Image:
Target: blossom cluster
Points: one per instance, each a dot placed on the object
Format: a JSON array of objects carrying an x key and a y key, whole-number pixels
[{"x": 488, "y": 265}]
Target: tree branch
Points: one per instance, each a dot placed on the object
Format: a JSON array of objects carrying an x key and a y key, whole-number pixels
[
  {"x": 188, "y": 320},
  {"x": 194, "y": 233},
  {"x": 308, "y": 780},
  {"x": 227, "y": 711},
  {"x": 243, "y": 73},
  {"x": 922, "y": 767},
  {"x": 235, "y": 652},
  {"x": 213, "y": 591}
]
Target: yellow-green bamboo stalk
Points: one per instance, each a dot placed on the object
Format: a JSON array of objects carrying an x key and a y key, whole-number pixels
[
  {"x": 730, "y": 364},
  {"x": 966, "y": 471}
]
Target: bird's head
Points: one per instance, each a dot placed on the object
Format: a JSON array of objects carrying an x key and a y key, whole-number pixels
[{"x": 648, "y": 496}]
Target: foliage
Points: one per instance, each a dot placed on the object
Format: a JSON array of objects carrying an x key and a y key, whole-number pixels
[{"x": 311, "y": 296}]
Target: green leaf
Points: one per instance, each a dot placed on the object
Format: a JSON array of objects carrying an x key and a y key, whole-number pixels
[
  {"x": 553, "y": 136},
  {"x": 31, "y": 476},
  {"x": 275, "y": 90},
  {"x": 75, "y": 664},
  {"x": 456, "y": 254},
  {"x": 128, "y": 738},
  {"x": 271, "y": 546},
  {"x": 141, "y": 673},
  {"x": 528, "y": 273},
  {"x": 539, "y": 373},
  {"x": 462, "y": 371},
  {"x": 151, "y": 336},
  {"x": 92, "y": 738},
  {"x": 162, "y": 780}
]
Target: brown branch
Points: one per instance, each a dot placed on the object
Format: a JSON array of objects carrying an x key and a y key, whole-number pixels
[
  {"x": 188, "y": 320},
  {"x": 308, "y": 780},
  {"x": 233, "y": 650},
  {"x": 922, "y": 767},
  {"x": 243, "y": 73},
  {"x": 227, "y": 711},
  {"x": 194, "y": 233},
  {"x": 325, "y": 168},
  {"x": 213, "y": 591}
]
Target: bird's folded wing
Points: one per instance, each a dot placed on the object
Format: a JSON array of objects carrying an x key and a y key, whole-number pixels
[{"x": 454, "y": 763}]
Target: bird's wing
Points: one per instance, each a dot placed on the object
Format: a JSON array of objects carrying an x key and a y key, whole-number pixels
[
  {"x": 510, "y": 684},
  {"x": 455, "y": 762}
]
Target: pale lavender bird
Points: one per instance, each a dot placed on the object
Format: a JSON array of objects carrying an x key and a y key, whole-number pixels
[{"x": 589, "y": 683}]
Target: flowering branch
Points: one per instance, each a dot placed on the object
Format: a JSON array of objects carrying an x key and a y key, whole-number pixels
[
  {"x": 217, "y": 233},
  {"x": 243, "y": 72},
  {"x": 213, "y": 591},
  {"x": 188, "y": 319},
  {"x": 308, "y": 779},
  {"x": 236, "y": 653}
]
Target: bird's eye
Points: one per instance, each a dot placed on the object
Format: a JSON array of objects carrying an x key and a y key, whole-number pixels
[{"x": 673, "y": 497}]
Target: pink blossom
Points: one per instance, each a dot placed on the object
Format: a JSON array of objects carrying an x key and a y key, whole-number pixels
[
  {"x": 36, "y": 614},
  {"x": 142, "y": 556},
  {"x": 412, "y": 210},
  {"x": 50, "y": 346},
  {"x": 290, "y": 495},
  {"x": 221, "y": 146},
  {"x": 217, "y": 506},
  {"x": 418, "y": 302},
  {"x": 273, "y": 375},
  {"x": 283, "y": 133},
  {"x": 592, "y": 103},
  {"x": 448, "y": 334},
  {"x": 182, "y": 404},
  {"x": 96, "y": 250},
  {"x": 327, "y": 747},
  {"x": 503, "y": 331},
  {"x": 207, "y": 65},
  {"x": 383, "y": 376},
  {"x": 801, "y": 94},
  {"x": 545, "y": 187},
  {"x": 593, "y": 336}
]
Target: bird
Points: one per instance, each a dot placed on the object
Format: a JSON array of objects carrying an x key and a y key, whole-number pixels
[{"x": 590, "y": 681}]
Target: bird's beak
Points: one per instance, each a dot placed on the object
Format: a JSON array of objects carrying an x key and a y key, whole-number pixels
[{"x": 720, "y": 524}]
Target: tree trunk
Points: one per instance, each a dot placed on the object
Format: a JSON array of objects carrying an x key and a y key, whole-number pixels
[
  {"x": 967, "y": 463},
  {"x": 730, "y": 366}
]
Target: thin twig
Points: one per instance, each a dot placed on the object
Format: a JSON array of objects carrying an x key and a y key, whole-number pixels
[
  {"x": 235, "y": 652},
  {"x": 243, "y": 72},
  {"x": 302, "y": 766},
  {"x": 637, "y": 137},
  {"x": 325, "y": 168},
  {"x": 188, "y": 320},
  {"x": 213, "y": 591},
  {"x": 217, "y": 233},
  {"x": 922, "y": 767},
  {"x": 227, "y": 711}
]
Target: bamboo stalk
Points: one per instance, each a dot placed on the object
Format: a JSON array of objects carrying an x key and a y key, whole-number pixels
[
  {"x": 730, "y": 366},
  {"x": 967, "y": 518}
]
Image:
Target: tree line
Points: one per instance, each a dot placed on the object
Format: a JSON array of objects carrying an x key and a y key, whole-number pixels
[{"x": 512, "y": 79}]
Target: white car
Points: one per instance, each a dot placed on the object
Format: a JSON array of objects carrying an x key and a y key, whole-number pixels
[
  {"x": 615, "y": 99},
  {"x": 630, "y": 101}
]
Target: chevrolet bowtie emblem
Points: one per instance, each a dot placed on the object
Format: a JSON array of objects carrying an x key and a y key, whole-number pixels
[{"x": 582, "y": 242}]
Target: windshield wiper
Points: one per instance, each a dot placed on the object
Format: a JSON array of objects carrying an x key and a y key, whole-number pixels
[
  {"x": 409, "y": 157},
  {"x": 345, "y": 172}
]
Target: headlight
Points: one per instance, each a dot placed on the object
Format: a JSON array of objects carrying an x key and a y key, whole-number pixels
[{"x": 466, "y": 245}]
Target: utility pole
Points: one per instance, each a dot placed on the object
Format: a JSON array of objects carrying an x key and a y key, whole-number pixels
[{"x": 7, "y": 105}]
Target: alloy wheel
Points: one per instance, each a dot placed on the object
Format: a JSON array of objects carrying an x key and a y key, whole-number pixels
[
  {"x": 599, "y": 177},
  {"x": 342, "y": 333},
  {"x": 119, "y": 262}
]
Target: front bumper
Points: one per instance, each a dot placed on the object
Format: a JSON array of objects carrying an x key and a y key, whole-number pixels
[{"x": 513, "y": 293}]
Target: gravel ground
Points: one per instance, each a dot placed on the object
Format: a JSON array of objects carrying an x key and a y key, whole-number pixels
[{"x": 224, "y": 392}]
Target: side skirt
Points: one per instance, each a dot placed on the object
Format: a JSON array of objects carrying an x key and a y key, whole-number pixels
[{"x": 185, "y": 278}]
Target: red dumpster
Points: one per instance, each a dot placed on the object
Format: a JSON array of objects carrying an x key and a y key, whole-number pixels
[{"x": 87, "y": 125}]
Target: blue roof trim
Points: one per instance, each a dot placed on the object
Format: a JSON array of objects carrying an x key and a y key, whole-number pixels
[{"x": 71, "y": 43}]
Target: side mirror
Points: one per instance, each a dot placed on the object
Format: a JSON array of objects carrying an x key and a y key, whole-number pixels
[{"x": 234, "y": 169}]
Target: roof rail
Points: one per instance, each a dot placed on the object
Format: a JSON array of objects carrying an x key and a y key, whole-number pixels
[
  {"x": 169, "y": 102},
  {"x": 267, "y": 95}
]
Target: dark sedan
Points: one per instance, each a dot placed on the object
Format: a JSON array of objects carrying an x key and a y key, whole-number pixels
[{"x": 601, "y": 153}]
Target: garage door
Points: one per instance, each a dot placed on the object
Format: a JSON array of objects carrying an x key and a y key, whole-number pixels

☆ ☆ ☆

WHAT THIS TASK INVOLVES = Go through the material and copy out every line with "side" in it.

EXPECTED OUTPUT =
Target: side skirt
Target: side mirror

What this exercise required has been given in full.